* **Goal**
Change each "every instance" to "all instances" throughout the entries below, then write all of them out again with everything else unchanged and the pictures omitted.

* **Provided entries**
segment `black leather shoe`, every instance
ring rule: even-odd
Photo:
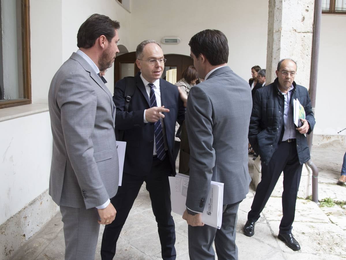
[[[299,243],[291,234],[279,234],[277,238],[284,242],[286,245],[292,250],[297,251],[300,249]]]
[[[248,220],[244,226],[243,230],[244,231],[244,234],[248,236],[252,236],[255,234],[255,223],[256,222],[252,222]]]

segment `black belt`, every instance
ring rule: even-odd
[[[291,143],[292,142],[295,142],[295,138],[291,139],[287,139],[287,140],[285,140],[284,141],[282,141],[283,143]]]

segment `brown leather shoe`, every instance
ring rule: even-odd
[[[342,175],[338,181],[339,182],[342,182],[343,183],[346,182],[346,175]]]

* **Answer to the problem**
segment `black leather shoe`, all instances
ring rule: even-odd
Photo:
[[[299,243],[291,234],[279,234],[277,238],[284,242],[286,245],[292,250],[297,251],[300,249]]]
[[[248,220],[244,226],[243,230],[244,231],[244,234],[248,236],[252,236],[255,234],[255,223],[256,222],[252,222]]]

segment `black belt`, all instances
ring rule: even-odd
[[[291,143],[292,142],[295,142],[295,138],[291,139],[287,139],[287,140],[285,140],[284,141],[282,141],[283,143]]]

segment `brown leather shoe`, all instances
ring rule: even-odd
[[[342,175],[338,181],[339,182],[342,182],[343,183],[346,182],[346,175]]]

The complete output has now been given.